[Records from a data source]

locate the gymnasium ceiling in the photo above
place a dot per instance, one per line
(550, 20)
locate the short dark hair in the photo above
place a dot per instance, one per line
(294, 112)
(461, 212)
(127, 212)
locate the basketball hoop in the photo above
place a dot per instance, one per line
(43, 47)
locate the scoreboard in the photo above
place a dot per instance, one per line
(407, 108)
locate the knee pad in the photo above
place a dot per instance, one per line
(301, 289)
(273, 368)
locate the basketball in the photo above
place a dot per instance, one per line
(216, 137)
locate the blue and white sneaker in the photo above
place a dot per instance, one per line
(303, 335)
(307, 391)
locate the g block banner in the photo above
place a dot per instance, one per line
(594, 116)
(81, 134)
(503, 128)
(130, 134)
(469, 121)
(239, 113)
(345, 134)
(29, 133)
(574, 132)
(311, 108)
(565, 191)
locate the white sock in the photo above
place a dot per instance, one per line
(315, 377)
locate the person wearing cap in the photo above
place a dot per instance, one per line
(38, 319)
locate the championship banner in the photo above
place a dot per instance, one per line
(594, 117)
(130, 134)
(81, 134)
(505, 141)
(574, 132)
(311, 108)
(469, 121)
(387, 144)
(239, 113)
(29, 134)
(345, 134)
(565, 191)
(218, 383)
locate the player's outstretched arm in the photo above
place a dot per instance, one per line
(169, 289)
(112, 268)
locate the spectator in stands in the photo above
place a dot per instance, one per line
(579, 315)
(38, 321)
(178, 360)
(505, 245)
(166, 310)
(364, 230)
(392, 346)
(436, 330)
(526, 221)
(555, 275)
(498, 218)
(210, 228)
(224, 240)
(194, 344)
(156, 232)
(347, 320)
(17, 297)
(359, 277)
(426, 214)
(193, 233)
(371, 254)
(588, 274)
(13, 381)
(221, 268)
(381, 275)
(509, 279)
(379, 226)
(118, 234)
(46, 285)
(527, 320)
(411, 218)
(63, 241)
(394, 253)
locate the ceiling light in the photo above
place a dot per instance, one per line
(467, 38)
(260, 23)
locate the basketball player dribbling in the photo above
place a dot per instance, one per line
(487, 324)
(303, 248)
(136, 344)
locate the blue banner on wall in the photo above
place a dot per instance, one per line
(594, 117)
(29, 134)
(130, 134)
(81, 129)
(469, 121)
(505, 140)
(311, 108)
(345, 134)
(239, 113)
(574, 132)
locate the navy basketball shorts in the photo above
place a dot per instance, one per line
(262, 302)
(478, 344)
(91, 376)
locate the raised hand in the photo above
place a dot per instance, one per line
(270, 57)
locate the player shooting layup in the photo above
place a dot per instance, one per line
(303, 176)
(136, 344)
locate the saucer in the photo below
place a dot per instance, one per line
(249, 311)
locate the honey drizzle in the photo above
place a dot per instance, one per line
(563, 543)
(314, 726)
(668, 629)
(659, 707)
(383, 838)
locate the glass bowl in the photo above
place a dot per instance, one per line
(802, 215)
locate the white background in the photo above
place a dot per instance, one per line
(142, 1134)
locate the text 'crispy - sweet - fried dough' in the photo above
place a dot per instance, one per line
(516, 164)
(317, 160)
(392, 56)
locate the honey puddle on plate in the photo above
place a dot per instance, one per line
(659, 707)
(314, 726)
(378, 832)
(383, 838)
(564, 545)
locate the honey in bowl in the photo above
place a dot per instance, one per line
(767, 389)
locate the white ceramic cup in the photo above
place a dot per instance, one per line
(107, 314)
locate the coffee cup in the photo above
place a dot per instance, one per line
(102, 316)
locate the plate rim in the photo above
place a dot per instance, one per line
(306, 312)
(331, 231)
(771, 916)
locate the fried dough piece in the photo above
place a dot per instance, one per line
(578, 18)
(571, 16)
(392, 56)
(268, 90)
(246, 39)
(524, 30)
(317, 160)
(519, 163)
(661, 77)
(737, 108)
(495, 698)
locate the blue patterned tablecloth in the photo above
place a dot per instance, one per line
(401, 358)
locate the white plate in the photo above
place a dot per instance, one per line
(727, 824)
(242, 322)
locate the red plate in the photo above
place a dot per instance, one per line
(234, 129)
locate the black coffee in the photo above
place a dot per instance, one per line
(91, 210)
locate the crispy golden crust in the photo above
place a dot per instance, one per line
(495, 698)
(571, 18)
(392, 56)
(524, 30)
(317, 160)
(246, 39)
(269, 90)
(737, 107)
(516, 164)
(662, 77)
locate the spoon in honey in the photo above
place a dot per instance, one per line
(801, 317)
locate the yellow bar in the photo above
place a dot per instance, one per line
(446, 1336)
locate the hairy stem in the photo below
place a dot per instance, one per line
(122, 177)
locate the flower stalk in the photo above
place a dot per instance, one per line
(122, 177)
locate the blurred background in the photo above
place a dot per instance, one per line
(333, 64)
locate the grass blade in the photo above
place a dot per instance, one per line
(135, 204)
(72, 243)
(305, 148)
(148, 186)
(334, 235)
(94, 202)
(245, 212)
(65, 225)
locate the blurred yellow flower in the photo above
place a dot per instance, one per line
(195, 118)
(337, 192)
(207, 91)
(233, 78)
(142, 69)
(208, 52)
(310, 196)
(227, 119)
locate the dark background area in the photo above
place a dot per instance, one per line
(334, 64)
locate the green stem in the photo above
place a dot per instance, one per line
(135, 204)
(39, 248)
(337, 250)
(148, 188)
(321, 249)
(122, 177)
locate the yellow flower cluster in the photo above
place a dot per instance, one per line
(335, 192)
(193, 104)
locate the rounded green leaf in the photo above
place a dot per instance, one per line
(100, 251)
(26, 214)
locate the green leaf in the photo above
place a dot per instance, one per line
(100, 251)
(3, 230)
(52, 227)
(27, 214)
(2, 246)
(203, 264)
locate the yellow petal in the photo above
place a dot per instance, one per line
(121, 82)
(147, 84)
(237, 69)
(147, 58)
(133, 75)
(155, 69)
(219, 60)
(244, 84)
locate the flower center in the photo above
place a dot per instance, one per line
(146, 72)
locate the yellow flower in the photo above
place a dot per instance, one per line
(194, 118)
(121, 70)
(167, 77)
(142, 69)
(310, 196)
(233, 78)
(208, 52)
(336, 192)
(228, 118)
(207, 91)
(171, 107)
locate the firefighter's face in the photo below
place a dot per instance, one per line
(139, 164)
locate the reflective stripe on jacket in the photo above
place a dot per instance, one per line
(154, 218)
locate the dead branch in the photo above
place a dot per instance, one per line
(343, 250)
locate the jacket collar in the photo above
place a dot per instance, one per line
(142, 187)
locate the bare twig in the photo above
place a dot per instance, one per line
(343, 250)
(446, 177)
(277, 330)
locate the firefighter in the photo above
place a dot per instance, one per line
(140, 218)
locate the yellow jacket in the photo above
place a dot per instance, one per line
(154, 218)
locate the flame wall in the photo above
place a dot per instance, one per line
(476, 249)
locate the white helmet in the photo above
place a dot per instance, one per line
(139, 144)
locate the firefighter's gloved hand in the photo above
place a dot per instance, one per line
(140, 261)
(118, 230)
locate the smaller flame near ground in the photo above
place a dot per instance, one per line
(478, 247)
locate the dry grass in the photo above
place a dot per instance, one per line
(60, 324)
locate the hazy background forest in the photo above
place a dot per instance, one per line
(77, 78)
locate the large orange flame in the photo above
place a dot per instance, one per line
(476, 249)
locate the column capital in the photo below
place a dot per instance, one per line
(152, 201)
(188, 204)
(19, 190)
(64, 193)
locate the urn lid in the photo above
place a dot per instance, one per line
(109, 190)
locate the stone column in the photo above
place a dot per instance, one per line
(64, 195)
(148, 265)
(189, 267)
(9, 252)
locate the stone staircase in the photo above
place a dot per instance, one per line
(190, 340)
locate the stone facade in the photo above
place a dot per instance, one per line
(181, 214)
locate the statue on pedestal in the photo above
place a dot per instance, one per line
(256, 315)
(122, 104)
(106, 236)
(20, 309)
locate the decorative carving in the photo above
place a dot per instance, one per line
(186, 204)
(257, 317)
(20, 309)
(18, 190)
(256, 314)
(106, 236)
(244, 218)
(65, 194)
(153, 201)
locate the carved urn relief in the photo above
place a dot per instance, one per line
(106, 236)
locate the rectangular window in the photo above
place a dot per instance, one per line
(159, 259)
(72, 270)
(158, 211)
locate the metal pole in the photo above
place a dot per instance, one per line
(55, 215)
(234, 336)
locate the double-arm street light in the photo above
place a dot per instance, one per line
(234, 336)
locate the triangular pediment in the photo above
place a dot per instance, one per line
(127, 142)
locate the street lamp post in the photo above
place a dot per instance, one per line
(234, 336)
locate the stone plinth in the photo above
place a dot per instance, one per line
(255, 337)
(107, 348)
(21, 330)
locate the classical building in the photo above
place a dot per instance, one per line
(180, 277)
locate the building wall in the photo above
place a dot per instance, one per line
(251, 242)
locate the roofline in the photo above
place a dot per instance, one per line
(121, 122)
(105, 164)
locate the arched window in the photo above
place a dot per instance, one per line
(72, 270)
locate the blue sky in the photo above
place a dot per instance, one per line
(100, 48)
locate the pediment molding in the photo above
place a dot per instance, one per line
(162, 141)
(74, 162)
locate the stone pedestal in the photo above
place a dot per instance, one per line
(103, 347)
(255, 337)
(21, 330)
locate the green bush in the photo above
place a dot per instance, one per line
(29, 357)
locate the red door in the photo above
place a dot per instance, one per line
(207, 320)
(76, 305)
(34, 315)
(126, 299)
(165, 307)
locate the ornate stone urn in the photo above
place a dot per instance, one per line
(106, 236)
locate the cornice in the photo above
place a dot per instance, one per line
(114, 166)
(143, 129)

**Activity**: When the line with "locate the white plate in the photo above" is reached in the data above, start copying there, and copy each line exactly until the line with "locate the green leaf in the photo above" has been copied; copy nothing else.

**Answer to this task**:
locate the white plate in the photo above
place a dot per instance, one per line
(727, 824)
(242, 322)
locate the red plate in the photo above
place a dot per instance, one per line
(234, 129)
locate the black coffee in the photo above
place a dot per instance, one per line
(91, 210)
locate the crispy golden crust in the photo above
place a dot per instance, one per line
(495, 698)
(571, 18)
(392, 56)
(524, 30)
(317, 160)
(246, 39)
(269, 90)
(737, 107)
(516, 164)
(662, 77)
locate the spoon in honey in the photo above
place a dot per instance, one per line
(801, 317)
locate the yellow bar in the photo above
place a dot per instance, one per line
(446, 1336)
locate the hairy stem in the photo below
place a dot per instance, one per line
(122, 177)
locate the flower stalk in the photo above
place a dot per instance, one per line
(122, 177)
locate the blurred background in the photo above
place a dot per instance, one per line
(333, 64)
locate the grass blade in the photo above
place a dot per instance, one per line
(135, 204)
(72, 243)
(305, 148)
(148, 186)
(334, 235)
(94, 202)
(245, 212)
(65, 225)
locate the blurred yellow flower in the photo above
place a dot per instance, one per line
(195, 118)
(337, 192)
(207, 91)
(233, 78)
(142, 69)
(208, 52)
(310, 196)
(227, 119)
locate the dark background area in the photo above
place a dot per instance, one per line
(334, 64)
locate the green stem in the photo above
place a dot per instance, one per line
(135, 204)
(39, 248)
(337, 250)
(148, 188)
(321, 249)
(122, 177)
locate the yellow flower cluster in the photo above
place a dot per instance, one per line
(335, 192)
(193, 104)
locate the rounded green leaf in the photo above
place a dot per instance, one per line
(100, 251)
(26, 214)
locate the green leaf in the photo above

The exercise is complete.